--- Begin PROVIDED ENTRIES ---
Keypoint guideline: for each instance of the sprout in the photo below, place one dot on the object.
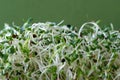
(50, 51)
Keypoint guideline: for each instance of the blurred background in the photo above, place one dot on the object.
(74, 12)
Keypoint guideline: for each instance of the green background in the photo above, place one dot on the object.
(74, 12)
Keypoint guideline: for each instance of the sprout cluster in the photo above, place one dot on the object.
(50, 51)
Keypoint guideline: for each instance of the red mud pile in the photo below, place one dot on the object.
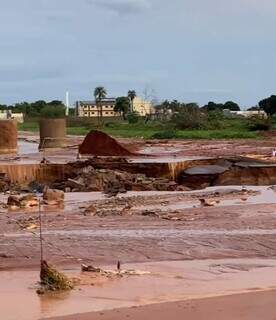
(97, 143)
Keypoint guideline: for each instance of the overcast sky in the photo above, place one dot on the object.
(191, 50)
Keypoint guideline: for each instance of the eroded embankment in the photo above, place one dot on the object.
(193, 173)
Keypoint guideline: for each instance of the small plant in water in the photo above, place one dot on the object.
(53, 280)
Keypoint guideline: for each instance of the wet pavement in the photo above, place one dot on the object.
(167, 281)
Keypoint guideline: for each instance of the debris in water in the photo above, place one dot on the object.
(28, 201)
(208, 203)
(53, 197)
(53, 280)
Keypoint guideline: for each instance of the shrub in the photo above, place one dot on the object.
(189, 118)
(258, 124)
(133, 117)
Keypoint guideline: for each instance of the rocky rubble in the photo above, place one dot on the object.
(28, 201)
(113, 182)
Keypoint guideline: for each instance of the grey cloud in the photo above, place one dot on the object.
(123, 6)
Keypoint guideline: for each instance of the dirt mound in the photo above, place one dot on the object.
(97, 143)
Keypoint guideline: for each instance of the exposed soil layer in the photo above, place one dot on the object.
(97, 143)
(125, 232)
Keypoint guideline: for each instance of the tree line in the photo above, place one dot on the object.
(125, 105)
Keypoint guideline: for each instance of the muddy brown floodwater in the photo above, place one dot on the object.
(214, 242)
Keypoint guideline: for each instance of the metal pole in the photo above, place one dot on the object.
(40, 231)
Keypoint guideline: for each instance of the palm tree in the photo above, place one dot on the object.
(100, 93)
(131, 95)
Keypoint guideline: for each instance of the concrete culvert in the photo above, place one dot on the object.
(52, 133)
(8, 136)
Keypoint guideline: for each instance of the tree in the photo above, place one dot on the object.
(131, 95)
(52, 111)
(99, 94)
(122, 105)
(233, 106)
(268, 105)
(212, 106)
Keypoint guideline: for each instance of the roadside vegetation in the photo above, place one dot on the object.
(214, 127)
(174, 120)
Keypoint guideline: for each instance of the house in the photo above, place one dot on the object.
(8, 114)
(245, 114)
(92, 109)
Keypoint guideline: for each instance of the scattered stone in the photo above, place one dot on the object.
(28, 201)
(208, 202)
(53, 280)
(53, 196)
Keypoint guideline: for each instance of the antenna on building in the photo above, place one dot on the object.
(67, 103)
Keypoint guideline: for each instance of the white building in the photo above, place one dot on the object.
--- End PROVIDED ENTRIES ---
• **SET TASK**:
Rewrite everything from the row containing "Keypoint guideline: for each instance of the antenna" down to the final row as a JSON list of strings, one string per line, leaving out blank lines.

• **FULL ANSWER**:
[
  "Keypoint guideline: for each instance of the antenna on building in the photo above, place one dot on the object.",
  "(67, 103)",
  "Keypoint guideline: for each instance of the white building in the photo above, place one dot on the object."
]